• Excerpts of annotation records
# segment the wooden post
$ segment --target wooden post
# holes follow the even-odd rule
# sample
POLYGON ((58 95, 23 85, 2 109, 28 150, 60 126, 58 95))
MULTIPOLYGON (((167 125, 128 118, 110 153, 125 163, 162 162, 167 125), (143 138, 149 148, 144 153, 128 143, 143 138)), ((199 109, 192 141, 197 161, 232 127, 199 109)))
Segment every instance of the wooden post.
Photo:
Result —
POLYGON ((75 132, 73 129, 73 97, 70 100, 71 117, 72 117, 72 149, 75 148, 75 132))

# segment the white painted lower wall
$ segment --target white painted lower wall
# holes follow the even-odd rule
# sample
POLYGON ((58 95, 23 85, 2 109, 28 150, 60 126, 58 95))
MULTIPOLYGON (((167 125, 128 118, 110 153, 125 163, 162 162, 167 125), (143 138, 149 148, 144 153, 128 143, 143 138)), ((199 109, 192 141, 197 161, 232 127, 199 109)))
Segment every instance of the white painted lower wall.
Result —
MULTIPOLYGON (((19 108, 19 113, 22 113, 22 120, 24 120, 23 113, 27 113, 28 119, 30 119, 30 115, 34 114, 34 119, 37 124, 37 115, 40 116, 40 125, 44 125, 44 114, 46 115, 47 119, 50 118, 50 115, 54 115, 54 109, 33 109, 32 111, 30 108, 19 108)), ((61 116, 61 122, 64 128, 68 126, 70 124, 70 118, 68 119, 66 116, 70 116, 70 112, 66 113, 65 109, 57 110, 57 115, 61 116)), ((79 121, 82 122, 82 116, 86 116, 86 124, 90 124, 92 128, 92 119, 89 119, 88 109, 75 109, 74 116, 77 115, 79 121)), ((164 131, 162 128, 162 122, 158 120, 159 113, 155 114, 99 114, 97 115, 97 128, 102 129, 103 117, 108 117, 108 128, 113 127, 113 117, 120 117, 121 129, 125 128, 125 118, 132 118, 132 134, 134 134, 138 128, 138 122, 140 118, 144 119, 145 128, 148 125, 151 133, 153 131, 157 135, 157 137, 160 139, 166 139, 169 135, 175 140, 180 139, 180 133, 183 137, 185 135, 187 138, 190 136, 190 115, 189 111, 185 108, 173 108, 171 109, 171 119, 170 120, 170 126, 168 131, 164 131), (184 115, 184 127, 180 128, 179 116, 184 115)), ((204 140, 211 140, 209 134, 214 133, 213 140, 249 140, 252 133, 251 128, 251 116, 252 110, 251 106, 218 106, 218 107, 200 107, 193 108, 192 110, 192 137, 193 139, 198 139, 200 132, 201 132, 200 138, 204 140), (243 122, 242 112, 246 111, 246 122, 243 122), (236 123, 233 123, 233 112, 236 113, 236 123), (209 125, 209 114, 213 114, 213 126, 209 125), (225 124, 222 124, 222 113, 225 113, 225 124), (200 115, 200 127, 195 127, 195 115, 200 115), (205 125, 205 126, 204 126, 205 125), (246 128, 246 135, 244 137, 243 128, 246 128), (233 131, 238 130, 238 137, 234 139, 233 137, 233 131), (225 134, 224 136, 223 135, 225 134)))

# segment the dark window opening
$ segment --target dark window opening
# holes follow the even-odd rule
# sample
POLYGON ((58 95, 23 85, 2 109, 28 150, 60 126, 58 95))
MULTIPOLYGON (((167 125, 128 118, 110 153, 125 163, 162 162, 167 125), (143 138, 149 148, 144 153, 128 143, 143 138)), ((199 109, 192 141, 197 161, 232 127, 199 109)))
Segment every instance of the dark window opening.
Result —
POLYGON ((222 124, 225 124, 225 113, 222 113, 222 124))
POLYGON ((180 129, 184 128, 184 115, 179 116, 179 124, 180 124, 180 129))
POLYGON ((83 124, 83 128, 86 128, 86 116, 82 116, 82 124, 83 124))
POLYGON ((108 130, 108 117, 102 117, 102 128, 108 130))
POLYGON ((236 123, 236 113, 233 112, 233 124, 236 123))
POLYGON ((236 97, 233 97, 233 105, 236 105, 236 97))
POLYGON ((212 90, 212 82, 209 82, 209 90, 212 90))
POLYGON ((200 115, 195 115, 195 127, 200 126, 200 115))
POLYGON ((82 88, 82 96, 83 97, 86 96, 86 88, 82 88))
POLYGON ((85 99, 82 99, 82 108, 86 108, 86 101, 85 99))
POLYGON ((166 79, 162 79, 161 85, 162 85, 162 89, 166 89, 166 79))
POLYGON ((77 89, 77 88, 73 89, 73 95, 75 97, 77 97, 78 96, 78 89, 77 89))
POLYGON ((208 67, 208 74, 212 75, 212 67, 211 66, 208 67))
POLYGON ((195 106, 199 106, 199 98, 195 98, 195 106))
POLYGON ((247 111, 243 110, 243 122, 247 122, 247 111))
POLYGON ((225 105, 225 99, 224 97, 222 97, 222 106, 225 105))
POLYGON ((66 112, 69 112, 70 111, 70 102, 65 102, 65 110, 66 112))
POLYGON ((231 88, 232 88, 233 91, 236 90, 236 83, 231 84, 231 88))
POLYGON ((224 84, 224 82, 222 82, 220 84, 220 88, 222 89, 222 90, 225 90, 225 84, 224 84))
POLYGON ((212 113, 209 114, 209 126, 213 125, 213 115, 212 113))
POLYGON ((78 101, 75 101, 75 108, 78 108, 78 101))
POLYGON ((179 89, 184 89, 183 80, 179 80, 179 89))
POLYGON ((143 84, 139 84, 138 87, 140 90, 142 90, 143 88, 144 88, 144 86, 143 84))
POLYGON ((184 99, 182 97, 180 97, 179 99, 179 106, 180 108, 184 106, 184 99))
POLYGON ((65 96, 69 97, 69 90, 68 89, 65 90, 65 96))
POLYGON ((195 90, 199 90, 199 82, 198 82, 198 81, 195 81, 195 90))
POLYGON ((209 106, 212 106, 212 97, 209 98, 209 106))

• What to produce
Write out the listing lines between the line containing "# segment the dark window opening" and the line containing "POLYGON ((231 88, 232", inclusive, and nothing else.

• Task response
# segment the dark window opening
$ segment --target dark window opening
# holes follow the even-odd rule
# sample
POLYGON ((58 95, 23 85, 2 109, 28 150, 60 126, 58 95))
MULTIPOLYGON (((167 125, 128 118, 110 153, 125 163, 162 162, 167 125), (143 138, 149 148, 144 153, 128 143, 143 138)), ((199 109, 192 141, 197 161, 232 127, 199 109)))
Segment every instance of the dark window opening.
Result —
POLYGON ((222 124, 225 124, 225 113, 222 113, 222 124))
POLYGON ((180 129, 184 128, 184 115, 179 116, 179 124, 180 124, 180 129))
POLYGON ((83 124, 83 128, 86 128, 86 116, 82 116, 82 124, 83 124))
POLYGON ((108 130, 108 117, 102 117, 102 128, 108 130))
POLYGON ((236 123, 236 113, 233 112, 233 124, 236 123))
POLYGON ((236 97, 233 97, 233 105, 236 105, 236 97))
POLYGON ((212 90, 212 82, 209 82, 209 90, 212 90))
POLYGON ((200 115, 195 115, 195 127, 200 126, 200 115))
POLYGON ((82 88, 82 96, 83 97, 86 96, 86 88, 82 88))
POLYGON ((85 99, 82 99, 82 108, 86 108, 86 101, 85 99))
POLYGON ((166 79, 162 79, 161 85, 162 85, 162 89, 166 89, 166 79))
POLYGON ((77 89, 77 88, 73 89, 73 95, 75 97, 77 97, 78 96, 78 89, 77 89))
POLYGON ((208 67, 208 74, 212 75, 212 67, 211 66, 208 67))
POLYGON ((195 106, 199 106, 199 98, 195 98, 195 106))
POLYGON ((247 111, 243 110, 243 122, 247 122, 247 111))
POLYGON ((225 105, 225 99, 224 97, 222 97, 222 106, 225 105))
POLYGON ((66 112, 69 112, 70 111, 70 102, 65 102, 65 110, 66 112))
POLYGON ((231 88, 232 88, 233 91, 236 90, 236 83, 231 84, 231 88))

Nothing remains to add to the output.